— Passage to read —
___
Lately I’ve been thinking, why buy herbal tea when I can easily grow the herbs I need myself? I’ll know exactly what is in my tea and know that it’s absolutely organic.

Photo by Unsplash.

To begin with, I’ll keep the garden outside my kitchen door…the herbs will receive full sun and be close at hand come harvest time.  Next, I’ll choose as many fuss-free varieties as possible, brushing up on how to best care for each herb, and making sure I harvest them at their absolute best flavor.

What will I plant? Old favorites such as chamomile, apple mint, lemon verbena, pineapple mint, lemon balm, and peppermint. And then, just to add some new flavors, I’m going to plant lavender, cinnamon basil, sage, and ginger.

Now that I’ve chosen my plants, what’s the best way to grow them? Herbs need to be in full sun, in soil that drains well. My garden will be against a wall, so I’ll plant taller herbs in the back, then stagger shorter varieties toward the front. If you want to plant herbs in your yard, create a clever circular design by planting tall herbs in the middle surrounded by smaller varieties. (And herbs grow perfectly well in containers, too if space is limited.) Keep an eye on them to be sure they’re getting plenty of water in the long, hot days of summer, and be ready to snip them at their peak.

While you can certainly dry herbs to use year round, you can also enjoy them fresh! Snip them early in the morning, rinse under cold water, pat dry, then store them in a mason jar of cool water and use within a few hours.
___
— Dataset rows —
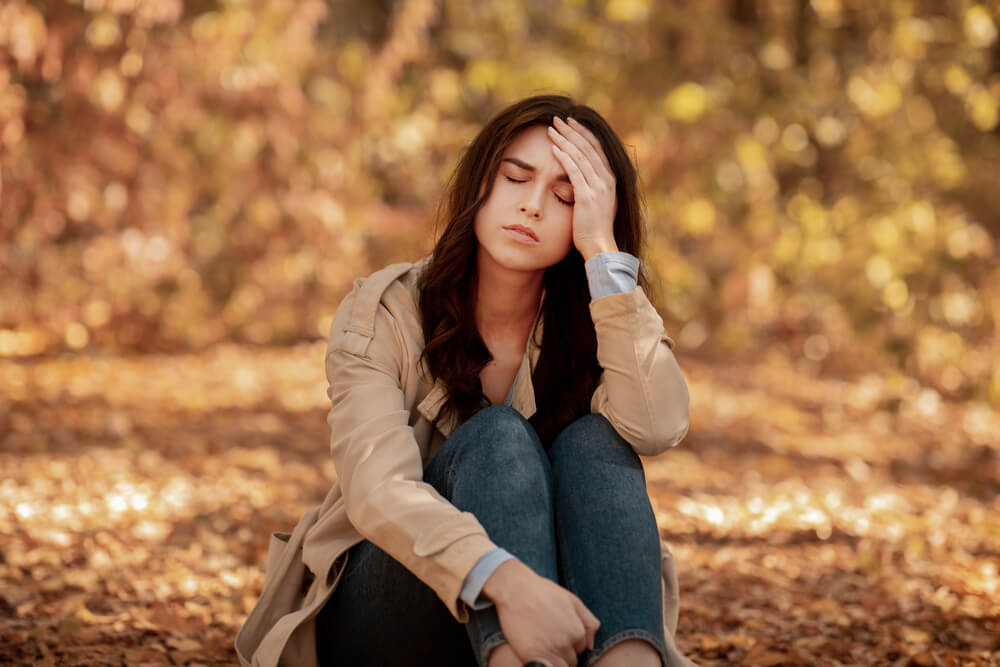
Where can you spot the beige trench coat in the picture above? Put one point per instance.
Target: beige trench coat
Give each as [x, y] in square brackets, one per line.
[381, 439]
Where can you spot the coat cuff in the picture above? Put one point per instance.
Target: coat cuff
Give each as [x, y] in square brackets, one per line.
[472, 589]
[610, 273]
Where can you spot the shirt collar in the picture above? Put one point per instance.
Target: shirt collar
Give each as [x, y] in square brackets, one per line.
[524, 390]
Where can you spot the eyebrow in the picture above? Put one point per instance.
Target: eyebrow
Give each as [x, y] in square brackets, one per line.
[524, 165]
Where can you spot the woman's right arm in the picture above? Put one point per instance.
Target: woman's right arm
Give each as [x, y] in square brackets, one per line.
[380, 472]
[378, 462]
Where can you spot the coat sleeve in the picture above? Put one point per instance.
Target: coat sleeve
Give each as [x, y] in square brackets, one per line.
[379, 466]
[642, 391]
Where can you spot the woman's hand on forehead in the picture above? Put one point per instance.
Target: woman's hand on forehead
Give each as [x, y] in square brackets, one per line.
[595, 201]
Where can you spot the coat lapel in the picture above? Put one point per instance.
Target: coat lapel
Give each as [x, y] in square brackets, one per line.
[524, 391]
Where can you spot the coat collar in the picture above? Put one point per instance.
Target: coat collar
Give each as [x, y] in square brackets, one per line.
[524, 391]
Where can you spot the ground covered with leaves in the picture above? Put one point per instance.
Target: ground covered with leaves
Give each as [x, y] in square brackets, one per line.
[814, 521]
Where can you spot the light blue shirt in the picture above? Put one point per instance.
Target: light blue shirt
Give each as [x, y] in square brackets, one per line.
[607, 273]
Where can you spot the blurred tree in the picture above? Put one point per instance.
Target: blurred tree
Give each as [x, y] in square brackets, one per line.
[819, 175]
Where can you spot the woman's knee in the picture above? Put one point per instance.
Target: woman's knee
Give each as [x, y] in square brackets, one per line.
[590, 440]
[501, 440]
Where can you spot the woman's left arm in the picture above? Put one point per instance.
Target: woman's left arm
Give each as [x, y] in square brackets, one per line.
[642, 391]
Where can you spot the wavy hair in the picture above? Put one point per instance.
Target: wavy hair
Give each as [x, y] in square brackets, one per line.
[567, 371]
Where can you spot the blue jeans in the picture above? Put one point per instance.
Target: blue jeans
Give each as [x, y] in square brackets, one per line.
[577, 514]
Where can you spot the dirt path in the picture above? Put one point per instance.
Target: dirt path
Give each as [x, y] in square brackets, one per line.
[814, 521]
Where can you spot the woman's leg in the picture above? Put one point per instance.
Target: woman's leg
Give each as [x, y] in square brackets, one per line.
[609, 544]
[381, 614]
[495, 467]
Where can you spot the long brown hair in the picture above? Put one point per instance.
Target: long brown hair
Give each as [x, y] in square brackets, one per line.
[567, 371]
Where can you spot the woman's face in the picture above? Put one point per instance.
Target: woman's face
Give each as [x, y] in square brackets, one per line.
[525, 224]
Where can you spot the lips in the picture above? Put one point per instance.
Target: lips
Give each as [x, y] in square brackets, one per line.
[523, 230]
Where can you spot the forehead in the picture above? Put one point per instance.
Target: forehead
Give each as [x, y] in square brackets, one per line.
[533, 139]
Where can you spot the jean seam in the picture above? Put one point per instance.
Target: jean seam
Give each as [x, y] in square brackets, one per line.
[611, 642]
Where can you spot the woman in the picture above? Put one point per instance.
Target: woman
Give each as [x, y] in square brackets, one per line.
[488, 406]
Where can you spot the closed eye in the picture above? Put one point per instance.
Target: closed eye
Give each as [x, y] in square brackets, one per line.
[514, 180]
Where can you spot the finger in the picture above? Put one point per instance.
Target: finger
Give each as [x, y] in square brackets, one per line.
[572, 148]
[580, 644]
[590, 622]
[593, 155]
[572, 170]
[592, 140]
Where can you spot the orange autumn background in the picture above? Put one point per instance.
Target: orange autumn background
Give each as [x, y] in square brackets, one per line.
[187, 189]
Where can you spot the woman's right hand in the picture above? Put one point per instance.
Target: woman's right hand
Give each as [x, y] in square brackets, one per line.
[540, 618]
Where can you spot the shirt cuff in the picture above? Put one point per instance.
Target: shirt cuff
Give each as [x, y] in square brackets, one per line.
[610, 273]
[472, 588]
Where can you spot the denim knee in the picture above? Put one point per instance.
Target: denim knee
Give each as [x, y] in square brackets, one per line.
[592, 438]
[498, 440]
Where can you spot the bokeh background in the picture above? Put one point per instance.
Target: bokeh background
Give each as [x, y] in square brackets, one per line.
[188, 188]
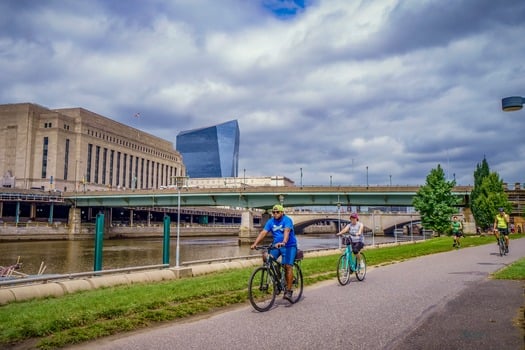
___
— Exercise tasks —
[a] Pull out every line of the listing above that contains the string "covered", matching its case exactly.
[b] Carry the piece on growing herbs for tea forward from its final sentence.

— Replies —
[a]
Where can you spot the ground covered with leaves in the picture above? Put one point per instance.
Target: ground covered with leaves

[b]
It’s also easy to dry herbs…simply tie them into small bunches and hang them upside down to dry for several weeks. They could also be dried in a food dehydrator if you have on handy. Once they’re dry, store them in an air-tight container.

Photo by Unsplash.

You can also find fill-your-own teabags for sale…fill them with your own herb blends to share with friends. Tuck several bags into a vintage teacup…a gift they’ll absolutely love.

Recently, at a local shop filled with all kinds of wonderful vintage finds,  I spied a pretty retro teapot that was cleverly turned into a wind chime…I think it will be just right hanging in my tea garden. 

When the snow is gone, and the ground is warm enough for planting, I’ll share the progress of my tea garden from the first plantings to harvest, and even share some of my favorite herb blends. Dreaming of warmer days…planning a garden is ideal on this blustery afternoon.